Print the line that contains "Target: double-hung window" and every line after it through the last line of the records below, exactly as written and nothing else.
● ● ●
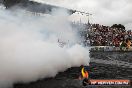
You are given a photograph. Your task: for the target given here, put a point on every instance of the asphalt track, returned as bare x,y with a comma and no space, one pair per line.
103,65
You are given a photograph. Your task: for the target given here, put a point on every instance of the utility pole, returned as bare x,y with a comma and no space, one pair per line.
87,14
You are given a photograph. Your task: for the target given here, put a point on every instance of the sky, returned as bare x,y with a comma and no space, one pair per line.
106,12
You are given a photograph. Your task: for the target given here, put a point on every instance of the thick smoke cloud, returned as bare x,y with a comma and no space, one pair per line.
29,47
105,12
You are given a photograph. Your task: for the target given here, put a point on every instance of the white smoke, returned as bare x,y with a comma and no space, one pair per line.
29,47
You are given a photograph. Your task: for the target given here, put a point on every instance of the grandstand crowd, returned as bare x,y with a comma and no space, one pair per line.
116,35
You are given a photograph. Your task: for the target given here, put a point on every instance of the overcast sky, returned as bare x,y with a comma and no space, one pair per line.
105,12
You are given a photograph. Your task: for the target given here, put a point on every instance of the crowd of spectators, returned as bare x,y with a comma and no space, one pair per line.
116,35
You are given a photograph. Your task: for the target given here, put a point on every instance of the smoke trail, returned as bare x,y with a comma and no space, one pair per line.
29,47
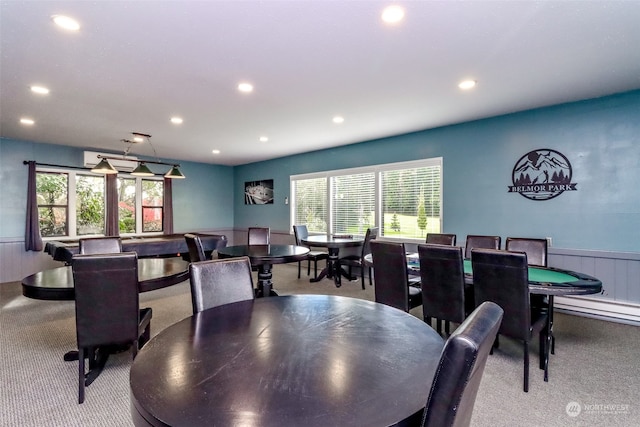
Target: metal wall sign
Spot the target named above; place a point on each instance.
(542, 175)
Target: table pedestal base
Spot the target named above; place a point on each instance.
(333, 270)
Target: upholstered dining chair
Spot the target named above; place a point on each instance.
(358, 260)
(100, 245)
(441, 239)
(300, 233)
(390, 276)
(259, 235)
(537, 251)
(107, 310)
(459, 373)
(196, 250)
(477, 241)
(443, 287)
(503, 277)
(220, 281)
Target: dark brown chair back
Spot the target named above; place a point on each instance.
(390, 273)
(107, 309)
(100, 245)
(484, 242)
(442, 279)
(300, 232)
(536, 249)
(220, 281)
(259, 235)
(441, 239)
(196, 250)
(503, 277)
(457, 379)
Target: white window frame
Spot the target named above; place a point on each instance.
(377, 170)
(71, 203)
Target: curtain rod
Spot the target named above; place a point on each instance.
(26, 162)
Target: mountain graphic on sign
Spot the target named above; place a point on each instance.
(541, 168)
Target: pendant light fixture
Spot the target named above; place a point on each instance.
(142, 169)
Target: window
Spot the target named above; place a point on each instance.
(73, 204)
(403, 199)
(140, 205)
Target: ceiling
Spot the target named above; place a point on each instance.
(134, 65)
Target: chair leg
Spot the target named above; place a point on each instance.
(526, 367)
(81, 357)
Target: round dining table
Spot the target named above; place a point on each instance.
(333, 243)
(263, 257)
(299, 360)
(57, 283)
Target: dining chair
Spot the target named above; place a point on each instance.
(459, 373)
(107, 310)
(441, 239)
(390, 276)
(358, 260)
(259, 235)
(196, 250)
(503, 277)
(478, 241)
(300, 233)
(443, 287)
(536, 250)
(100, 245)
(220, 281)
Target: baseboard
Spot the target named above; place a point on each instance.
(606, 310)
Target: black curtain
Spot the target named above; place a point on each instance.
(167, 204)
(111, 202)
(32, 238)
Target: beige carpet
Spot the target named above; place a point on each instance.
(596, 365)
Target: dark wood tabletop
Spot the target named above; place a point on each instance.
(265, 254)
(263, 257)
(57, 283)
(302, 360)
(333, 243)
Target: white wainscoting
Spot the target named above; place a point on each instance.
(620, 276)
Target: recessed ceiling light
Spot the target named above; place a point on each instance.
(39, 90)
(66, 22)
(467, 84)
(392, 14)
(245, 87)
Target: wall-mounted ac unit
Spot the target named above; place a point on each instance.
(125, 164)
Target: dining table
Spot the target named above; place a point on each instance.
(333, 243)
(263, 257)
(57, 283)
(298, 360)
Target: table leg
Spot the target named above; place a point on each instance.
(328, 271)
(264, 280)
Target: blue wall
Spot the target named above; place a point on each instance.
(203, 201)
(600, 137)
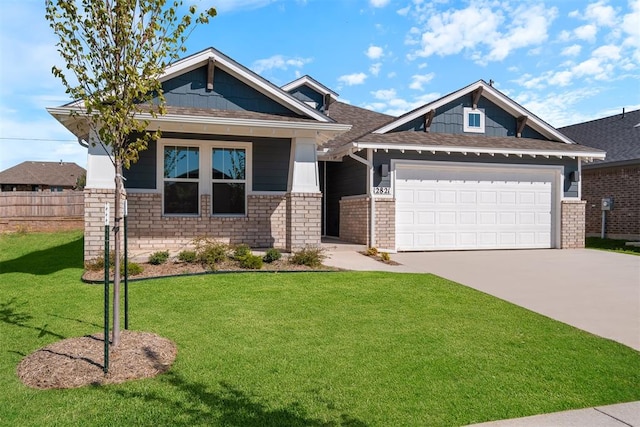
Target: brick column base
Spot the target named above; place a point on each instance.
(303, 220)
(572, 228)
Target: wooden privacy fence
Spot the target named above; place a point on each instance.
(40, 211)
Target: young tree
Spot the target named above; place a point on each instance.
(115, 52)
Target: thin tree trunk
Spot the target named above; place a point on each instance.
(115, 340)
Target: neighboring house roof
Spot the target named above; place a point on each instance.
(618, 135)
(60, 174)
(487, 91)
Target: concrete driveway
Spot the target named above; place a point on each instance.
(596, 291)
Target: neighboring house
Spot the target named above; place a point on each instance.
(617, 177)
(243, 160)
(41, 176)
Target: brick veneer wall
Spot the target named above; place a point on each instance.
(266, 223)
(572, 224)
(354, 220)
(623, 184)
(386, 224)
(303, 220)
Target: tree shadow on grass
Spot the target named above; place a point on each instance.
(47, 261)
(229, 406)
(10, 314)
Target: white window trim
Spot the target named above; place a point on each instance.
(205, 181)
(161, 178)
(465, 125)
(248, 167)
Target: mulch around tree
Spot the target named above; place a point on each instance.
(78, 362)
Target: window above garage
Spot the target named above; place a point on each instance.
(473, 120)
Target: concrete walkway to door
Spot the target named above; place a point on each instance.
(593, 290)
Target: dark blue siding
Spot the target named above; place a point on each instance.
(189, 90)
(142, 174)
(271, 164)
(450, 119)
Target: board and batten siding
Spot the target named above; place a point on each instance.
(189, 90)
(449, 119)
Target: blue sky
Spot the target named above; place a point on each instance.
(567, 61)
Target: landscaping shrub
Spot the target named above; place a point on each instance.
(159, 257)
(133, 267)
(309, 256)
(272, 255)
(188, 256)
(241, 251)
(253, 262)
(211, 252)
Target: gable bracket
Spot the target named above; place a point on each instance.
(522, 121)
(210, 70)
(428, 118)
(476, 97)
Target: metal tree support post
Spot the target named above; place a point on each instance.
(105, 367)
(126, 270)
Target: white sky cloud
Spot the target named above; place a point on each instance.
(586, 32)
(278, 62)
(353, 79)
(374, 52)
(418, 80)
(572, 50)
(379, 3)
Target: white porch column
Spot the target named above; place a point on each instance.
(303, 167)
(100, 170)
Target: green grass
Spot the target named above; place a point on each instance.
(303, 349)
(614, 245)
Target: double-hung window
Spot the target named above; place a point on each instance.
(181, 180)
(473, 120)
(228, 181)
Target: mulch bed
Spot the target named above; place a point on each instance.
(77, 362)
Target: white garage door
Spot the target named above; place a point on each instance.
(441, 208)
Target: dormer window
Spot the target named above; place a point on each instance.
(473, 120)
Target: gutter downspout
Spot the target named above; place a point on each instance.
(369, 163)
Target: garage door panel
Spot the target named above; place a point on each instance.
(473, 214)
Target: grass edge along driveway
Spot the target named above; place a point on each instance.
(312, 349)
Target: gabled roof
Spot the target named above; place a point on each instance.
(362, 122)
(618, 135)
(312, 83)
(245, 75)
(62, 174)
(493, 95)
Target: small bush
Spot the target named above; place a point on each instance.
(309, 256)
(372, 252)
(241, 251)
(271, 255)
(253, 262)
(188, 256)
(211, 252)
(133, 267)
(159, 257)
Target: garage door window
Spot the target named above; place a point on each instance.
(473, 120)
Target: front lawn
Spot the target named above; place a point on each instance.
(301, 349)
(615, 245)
● ● ●
**Full output**
Target: double-hung window
Spot the target named above; place a point on each instance.
(181, 180)
(473, 120)
(228, 181)
Target: mulch bed
Spot the target named above; place a point on each instance.
(77, 362)
Target: white garage door
Spot the target named above; place a point on each instance.
(441, 208)
Target: dormer window
Spot the target named above; place a point on each instance.
(473, 120)
Target: gutter downspout
Spot the target named above; place a point on each instance.
(369, 163)
Target: garage door panel
Spot the target named above; place a point on each instance.
(473, 214)
Target: grass edge along driveway
Spot the target named above; place a point on each instance.
(312, 349)
Target: gabled roof
Spot the target named above; place a point on each instance.
(362, 122)
(618, 135)
(312, 83)
(245, 75)
(62, 174)
(493, 95)
Target: small bush
Spot the target named above; place a point on each instance.
(309, 256)
(372, 252)
(241, 251)
(271, 255)
(253, 262)
(188, 256)
(211, 252)
(133, 267)
(159, 257)
Target: garage door window
Spot the target named above; place a point on each instance.
(473, 120)
Target: front lawn
Spot the target named above; place a point on each instance.
(301, 349)
(615, 245)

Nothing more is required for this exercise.